> WHAT IS BEING ASKED
Please switch "baseboard" to "skirting board" in the items below, changing nothing else, and write out only the lines that start at the one containing "Could you please locate the window glass" and stop after the one containing "<point>470,406</point>".

> ENTRIES SUPPLIED
###

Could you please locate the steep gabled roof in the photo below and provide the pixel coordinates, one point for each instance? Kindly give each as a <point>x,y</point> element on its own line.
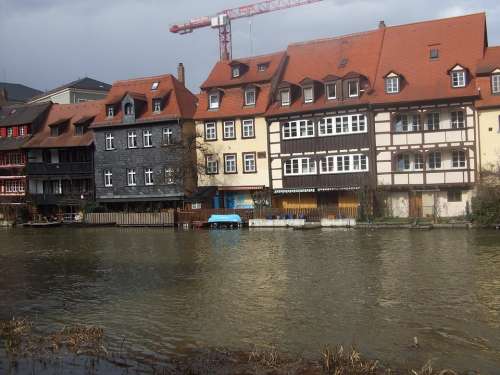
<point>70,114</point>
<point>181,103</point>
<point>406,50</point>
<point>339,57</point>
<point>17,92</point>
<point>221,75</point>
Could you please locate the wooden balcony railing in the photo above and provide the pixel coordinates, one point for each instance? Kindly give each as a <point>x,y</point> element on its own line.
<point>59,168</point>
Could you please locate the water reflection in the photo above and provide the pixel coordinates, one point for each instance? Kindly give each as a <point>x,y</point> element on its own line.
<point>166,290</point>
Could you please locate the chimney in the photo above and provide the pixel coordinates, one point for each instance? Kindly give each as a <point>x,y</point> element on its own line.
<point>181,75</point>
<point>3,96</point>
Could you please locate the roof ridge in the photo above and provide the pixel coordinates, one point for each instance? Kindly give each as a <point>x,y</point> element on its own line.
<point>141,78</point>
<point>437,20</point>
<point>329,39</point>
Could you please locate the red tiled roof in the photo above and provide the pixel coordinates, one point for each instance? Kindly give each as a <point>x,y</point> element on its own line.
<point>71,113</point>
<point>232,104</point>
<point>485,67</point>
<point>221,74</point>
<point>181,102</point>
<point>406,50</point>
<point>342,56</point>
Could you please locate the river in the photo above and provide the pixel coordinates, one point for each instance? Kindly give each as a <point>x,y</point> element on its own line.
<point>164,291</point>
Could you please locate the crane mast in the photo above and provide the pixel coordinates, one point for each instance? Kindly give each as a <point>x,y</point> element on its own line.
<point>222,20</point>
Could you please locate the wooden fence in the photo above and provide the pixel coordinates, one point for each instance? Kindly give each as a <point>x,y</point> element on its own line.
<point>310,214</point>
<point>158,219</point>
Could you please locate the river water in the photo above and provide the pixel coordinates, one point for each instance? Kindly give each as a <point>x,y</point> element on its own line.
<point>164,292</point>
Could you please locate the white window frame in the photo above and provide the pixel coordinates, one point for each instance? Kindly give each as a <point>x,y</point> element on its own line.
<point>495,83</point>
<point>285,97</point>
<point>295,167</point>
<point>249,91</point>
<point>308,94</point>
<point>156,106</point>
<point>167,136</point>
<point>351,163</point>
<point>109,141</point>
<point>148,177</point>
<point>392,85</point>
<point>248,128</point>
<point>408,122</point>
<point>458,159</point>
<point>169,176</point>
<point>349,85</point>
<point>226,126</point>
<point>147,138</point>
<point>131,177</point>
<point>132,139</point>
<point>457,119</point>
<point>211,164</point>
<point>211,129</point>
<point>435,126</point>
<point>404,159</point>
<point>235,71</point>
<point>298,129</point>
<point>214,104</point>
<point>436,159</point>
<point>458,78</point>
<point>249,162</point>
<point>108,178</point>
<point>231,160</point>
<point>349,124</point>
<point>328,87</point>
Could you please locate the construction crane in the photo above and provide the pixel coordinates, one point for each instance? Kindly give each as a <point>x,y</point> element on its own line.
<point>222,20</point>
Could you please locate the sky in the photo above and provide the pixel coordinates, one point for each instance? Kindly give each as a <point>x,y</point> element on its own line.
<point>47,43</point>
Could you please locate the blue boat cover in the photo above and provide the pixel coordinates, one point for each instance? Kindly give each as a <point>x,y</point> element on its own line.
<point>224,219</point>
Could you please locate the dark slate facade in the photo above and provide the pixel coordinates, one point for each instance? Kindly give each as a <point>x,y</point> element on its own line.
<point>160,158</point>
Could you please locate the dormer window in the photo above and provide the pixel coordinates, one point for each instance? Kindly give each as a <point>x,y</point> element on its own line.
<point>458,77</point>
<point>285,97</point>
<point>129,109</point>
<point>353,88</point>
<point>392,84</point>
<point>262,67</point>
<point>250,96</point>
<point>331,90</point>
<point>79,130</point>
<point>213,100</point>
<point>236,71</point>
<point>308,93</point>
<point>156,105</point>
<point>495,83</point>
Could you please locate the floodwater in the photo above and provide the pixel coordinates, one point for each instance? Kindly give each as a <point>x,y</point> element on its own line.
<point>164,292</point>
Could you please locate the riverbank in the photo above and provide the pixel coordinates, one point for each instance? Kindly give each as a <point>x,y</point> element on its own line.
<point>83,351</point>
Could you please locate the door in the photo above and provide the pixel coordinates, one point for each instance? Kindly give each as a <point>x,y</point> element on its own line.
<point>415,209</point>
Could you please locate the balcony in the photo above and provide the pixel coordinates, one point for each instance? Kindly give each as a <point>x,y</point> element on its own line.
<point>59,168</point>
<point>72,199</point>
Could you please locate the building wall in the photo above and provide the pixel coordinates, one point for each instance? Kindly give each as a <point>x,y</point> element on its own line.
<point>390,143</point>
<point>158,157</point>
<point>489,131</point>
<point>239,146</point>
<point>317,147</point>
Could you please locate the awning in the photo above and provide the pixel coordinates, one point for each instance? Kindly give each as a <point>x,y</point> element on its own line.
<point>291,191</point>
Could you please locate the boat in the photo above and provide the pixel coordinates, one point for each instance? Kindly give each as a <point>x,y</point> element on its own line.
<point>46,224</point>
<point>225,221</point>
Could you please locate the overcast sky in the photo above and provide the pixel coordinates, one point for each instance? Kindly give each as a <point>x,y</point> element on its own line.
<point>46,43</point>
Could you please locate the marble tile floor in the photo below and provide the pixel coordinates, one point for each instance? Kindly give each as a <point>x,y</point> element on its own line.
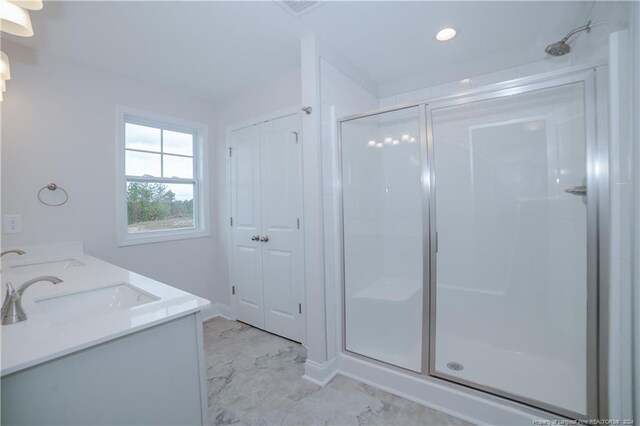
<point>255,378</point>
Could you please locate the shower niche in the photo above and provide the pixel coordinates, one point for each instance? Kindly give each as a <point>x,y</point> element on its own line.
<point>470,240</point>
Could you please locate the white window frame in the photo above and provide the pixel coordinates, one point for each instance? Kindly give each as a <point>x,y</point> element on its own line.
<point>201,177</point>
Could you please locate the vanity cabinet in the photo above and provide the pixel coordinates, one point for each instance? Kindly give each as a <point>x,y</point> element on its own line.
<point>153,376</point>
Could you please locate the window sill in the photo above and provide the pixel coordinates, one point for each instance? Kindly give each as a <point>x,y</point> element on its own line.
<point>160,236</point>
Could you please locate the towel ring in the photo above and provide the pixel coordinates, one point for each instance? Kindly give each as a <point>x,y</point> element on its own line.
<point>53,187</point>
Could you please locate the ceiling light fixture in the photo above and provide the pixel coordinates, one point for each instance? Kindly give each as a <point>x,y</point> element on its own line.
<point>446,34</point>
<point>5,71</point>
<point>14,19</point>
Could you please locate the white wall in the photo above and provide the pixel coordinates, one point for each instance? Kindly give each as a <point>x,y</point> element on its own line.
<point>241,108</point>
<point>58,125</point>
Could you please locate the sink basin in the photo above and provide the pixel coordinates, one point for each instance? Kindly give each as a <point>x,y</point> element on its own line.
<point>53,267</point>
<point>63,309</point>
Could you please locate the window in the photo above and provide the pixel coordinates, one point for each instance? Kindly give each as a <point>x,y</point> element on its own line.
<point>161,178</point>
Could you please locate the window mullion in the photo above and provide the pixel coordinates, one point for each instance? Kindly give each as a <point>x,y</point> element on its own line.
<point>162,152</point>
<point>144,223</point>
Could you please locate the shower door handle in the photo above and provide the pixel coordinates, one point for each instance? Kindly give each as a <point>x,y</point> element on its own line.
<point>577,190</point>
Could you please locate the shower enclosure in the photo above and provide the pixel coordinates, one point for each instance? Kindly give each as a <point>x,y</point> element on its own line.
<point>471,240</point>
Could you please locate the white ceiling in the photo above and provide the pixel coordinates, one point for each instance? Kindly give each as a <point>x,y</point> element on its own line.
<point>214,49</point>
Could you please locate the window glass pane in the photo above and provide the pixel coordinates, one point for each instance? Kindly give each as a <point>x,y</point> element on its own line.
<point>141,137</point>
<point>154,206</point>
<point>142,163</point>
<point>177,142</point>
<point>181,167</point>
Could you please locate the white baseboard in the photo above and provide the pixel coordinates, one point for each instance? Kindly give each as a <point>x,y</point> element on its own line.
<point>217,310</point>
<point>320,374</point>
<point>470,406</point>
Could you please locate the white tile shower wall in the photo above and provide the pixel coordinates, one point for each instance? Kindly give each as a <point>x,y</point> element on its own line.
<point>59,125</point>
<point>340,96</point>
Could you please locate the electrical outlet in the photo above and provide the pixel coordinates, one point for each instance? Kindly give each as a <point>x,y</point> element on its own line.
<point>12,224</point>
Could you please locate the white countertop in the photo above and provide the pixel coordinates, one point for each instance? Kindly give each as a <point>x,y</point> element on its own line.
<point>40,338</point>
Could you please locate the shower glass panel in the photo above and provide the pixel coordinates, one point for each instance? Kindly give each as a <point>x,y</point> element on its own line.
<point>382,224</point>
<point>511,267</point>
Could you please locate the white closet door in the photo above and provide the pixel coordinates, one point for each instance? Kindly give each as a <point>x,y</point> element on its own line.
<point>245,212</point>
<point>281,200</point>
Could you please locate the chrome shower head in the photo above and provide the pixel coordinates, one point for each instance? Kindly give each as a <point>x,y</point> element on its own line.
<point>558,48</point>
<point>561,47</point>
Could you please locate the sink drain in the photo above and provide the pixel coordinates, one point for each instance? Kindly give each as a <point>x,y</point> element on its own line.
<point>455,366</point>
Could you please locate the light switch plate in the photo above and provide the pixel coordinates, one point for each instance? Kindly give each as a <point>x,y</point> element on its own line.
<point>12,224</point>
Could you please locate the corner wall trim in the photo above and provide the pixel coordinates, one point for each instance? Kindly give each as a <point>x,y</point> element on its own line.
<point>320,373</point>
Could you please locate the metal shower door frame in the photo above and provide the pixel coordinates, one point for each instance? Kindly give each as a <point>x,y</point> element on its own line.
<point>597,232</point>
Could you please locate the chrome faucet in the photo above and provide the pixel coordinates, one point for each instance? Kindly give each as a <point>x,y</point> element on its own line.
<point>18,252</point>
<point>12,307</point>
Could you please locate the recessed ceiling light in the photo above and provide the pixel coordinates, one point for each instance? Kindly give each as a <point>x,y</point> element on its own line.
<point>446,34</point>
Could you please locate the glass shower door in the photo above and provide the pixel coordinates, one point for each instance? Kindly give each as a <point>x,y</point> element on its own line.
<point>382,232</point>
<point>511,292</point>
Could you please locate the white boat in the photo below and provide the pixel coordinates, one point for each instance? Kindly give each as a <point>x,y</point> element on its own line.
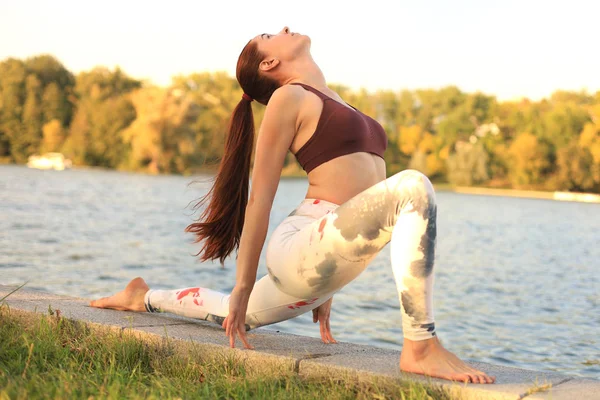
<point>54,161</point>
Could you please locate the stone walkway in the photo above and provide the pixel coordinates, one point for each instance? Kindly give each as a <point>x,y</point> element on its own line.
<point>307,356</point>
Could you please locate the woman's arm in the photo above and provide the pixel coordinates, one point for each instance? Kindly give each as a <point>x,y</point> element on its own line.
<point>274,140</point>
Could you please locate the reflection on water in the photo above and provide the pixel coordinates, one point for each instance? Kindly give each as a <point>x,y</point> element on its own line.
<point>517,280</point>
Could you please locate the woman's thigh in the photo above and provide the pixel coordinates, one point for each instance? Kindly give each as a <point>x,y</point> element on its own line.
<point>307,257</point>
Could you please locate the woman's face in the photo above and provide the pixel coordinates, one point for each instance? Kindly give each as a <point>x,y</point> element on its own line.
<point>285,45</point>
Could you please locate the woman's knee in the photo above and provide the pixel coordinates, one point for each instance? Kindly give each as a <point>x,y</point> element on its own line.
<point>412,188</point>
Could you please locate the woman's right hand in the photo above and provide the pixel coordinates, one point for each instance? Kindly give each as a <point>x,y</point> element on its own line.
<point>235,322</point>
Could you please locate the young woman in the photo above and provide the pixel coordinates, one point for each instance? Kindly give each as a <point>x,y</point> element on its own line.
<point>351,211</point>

###

> RESULT FOR THIS EXERCISE
Could you please locate the window glass pane in the photo above and provide the pixel coordinates, one point for each instance? Kindly give each as a <point>x,y</point> element on its own line.
<point>141,137</point>
<point>154,206</point>
<point>142,163</point>
<point>177,142</point>
<point>181,167</point>
Could you please locate the white skirting board in the photo above and provide the pixel coordinates, one point for each instance? Kindly give each as a <point>x,y</point> element on its own line.
<point>217,310</point>
<point>320,374</point>
<point>470,406</point>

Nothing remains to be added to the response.